At Kabul airport, a sense of calm and resignation as deadline approaches.

In the final hours of the American military presence in Afghanistan, hope dwindled among the Afghans seeking to escape the country via the international airport in Kabul, the focal point of the U.S. evacuation effort since the Taliban takeover of the city just over two weeks ago.

As the U.S. military races toward a Tuesday deadline to withdraw from America’s longest war, sporadic violence has been reported in the Afghan capital, underscoring the perils ahead for a country already buffeted by insecurity, a humanitarian crisis and a terrorist threat.

After days of chaos at the airport as thousands scrambled to leave the country, by Monday evening a sense of calm and resignation had descended.

A few hundred people were waiting outside the airport perimeter, but were kept at a significant distance by Taliban fighters guarding the area. A few planes — mostly C-17s, large military transport aircraft — took off and turned west into the setting sun. Around 1,200 people had been airlifted from Kabul in the previous 24 hours, a White House spokeswoman said early Monday morning.

American fighter jets and drones could be seen circling overhead. Taliban fighters said they were preparing for the possibility that the American troops would be gone by day’s end, hours before the deadline.

The U.S. military shot down rockets aimed at the Kabul airport earlier on Monday, a day after it said that one of its drones had struck a vehicle full of explosives. The U.S. has warned that more attacks like the one last week outside the airport, which killed nearly 200 people, are possible before it withdraws.

--- To do ---
a) According to the Kabul airport report, how many people had been airlifted from Kabul in the previous 24 hours?
b) Write the next part of the Kabul airport report, picking up after its final sentence.
Nothing in the items below has any bearing on the Kabul airport report.

--- Recorded data ---
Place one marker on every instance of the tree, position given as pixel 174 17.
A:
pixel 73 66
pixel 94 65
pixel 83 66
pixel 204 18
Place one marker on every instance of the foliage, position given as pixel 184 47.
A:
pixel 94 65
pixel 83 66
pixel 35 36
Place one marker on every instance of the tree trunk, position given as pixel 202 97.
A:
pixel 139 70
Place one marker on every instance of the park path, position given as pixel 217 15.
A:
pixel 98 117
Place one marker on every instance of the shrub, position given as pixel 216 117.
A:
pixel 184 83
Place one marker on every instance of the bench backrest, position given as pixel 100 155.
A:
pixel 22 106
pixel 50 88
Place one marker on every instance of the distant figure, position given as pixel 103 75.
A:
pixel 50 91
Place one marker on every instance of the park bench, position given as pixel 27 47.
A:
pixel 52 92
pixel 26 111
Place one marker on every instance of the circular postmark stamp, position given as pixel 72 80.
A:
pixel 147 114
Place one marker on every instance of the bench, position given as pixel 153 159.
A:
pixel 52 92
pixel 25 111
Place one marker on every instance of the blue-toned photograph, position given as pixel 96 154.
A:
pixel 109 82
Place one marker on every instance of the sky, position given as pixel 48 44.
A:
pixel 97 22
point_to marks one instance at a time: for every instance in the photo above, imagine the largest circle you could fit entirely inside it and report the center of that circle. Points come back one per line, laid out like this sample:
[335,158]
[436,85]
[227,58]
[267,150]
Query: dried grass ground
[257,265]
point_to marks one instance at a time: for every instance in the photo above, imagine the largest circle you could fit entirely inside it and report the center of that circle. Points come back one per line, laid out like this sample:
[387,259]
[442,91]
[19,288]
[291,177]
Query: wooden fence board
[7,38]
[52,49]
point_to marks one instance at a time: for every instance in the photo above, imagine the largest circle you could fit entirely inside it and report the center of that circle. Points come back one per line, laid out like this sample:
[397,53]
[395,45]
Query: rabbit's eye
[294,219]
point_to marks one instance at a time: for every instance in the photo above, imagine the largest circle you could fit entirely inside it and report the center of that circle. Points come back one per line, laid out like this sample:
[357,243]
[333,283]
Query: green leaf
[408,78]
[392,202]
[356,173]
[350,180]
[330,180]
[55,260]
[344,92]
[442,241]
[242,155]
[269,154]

--- Answer section ---
a) Around 1,200 people.

b)
The Islamic State Khorasan, an ISIS affiliate known as ISIS-K, claimed responsibility for that bombing, which also killed U.S. troops. The group claimed responsibility for Monday’s rocket fire, too, according to The Associated Press.

Thousands of Afghans who had hoped for a way out of the country are facing the reality that they are unlikely to find one before the withdrawal ends.

One former interpreter for U.S. Special Forces, who asked to be identified only by his nickname, Mike, had approval for a Special Immigrant Visa but was unable to get into the airport. The visa program was created to offer a quick way to bring Afghan interpreters and contractors to safety in the United States, but many will be unable to fly out as part of the current evacuation.

“I’m still in Kabul, and I don’t know what to do,” Mike said in a phone interview. “Of course we are disappointed that we’re left behind. We have sacrificed a lot.”

He described the frustration of knowing that many others had left without the same documentation, and his fear of returning home to a village where everyone knows he worked for the Americans.

“We wake up in the middle of the night and think about what’s going to happen to our life and to our children,” he said.